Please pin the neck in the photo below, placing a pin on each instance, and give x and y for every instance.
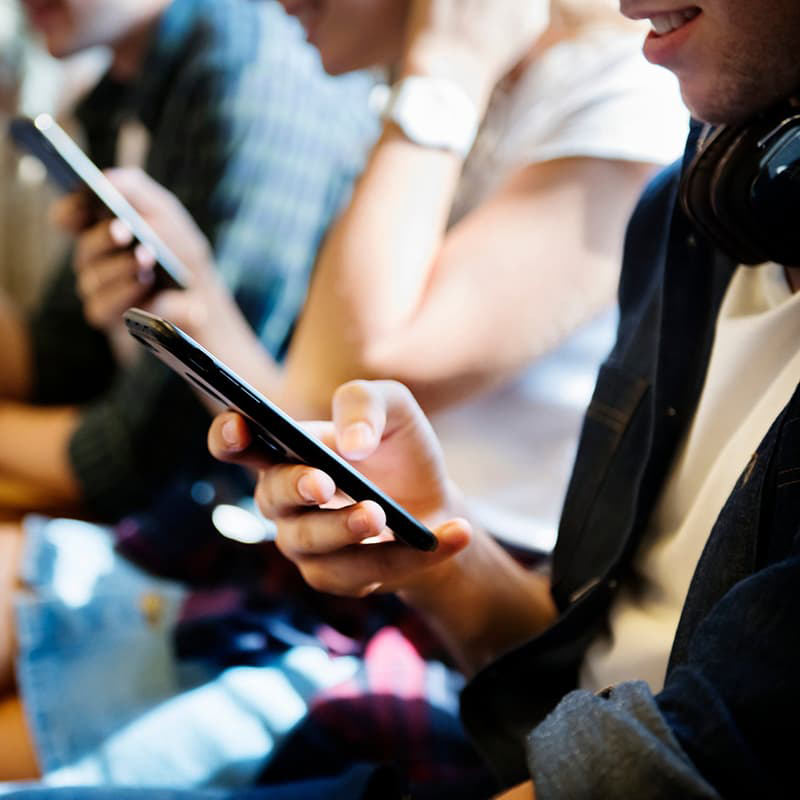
(129, 51)
(793, 278)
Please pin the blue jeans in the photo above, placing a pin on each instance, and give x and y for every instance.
(362, 781)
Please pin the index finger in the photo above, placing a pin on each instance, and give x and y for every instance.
(230, 439)
(72, 213)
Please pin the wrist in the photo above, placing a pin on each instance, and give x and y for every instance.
(453, 63)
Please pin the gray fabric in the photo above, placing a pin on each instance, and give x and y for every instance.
(612, 745)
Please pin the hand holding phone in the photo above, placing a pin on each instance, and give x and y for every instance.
(275, 432)
(71, 170)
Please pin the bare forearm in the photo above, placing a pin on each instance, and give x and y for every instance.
(483, 604)
(34, 448)
(15, 356)
(373, 268)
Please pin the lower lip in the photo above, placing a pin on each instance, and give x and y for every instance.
(664, 50)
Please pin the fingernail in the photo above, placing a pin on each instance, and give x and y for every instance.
(120, 232)
(306, 488)
(357, 438)
(359, 522)
(230, 435)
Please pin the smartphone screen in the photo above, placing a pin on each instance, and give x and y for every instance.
(71, 170)
(273, 430)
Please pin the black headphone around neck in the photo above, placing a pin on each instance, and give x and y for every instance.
(742, 188)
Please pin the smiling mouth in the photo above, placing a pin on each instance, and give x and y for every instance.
(663, 24)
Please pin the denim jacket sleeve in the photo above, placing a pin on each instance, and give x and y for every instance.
(612, 745)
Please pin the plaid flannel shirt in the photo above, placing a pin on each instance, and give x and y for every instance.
(262, 148)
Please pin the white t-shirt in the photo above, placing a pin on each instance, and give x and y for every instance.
(754, 369)
(593, 95)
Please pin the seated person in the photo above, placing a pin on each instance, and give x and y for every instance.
(209, 83)
(550, 179)
(660, 658)
(681, 461)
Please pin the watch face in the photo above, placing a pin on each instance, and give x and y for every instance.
(434, 112)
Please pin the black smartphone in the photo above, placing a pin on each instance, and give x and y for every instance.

Task requirements:
Reproduce the entries above word for word, starting with the line that contains "Please pin the black headphone" and continuing through the last line of the entries.

Response to the task:
Please pin the black headphone around neck in the photo above, placing a pin on each instance, and give x and y for every instance.
(742, 188)
Please pin the smiling mouth in the photo above, placing a pin on each instance, and give x and y for every instance.
(663, 24)
Please pin the denim jacket sleeve in the photo above, placing a pin on each instance, and give x and y for every instance.
(612, 745)
Please pin the plaid flannel shirt in the photo above, placing a pin on each instance, and give x and y for every instance.
(262, 148)
Please pin the white t-shirt in the photo above, placing a pin on each instance, and give x and y for every instance.
(754, 369)
(593, 95)
Please pin the seated person in the photo above, placing a pin on each instance, and give x and y for every instance.
(209, 83)
(550, 179)
(660, 658)
(681, 461)
Please pin the watch face in the photo above, placing a pin on each instance, and give x and y for every instance.
(434, 112)
Please pin the black smartphone in the photo above, placing a pin on each instance, and give x and y for every instance.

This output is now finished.